[Begin]
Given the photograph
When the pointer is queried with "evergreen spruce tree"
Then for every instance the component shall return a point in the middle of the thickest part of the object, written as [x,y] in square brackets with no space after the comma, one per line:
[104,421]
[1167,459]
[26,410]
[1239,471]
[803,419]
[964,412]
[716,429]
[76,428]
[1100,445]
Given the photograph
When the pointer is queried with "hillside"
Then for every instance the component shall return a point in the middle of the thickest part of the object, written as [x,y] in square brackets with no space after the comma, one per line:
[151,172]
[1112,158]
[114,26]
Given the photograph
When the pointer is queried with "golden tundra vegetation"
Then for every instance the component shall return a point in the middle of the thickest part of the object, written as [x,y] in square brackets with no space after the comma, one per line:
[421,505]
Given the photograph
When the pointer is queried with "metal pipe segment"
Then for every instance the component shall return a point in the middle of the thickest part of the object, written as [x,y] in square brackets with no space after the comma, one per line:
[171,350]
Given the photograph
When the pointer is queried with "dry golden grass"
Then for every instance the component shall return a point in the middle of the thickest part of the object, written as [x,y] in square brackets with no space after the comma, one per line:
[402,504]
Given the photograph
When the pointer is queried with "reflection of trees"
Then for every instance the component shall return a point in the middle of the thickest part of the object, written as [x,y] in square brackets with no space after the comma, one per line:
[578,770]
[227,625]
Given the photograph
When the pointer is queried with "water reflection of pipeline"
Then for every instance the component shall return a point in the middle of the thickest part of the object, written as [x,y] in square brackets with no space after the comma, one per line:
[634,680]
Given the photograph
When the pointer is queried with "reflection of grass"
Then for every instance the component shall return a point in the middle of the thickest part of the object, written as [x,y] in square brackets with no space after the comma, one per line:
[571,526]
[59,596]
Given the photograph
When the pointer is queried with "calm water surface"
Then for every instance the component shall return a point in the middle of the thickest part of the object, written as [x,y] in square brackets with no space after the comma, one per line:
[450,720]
[End]
Exercise brief:
Set all of the records down again, exactly as they stand.

Output:
Given the photograph
When the pointer is queried with "evergreen spruce tree"
Then for every instance the component shall return a point in the middle of the thickest part of the object, written as [x,y] in square brackets with no space after the comma, one per line:
[104,421]
[1167,459]
[26,410]
[1239,471]
[803,419]
[964,412]
[716,429]
[76,428]
[1100,445]
Given the photograph
When the pointer is queried with "hillside"
Then for every instance the component shall return a point in the middle of the thickest part of the object, written as [x,y] in square brackets with no space after the comma, one per line:
[151,172]
[1112,158]
[114,26]
Given the photograph
When the pointer is queried with "golden tundra vegetation"
Then for every instance the component shall return a point in the middle of the thickest part of the object, written as [x,y] in square brackets with no space after the comma, one per line:
[421,505]
Given the photograph
When the pointer is queried with "metal pipe segment"
Then for every instance the component shall return a point in the middle of the thickest part of the object, written as [x,y] in square brackets with no space after the comma, one per line:
[171,350]
Given the photograph
When the pointer is queried with "dry golden grass"
Then for every instance the component shall return a point in the middle of the thickest part of the object, written as [x,y] in square brackets with no space after the comma, one per line:
[402,504]
Given the photograph
When the pointer is queried with "reflection of trees"
Then for every instance the component shall return a point in the middle of the thickest part of the object, written as [x,y] in square brackets with no space after the comma, one per line:
[578,770]
[227,625]
Given the photograph
When the pointer is queried with "water reflection of pipeline"
Then for every instance the component shall return a point in the middle of the thickest part of the object, written as [x,y] in square brackets with no space after the comma, one per line:
[634,680]
Given the photograph
When the pointer is queried with "reflection of grass"
Then for every instance the component shall return a point in the middle of the thickest part of the object, written as [x,y] in square brackets with no space after the comma, one per line:
[571,526]
[59,596]
Given the photograph
When the pointer is queried with "calm water surface"
Then for every instance the component shall return a point in the middle of the thickest part of the object, written as [x,y] in square brackets with no space after the comma, one per line:
[450,720]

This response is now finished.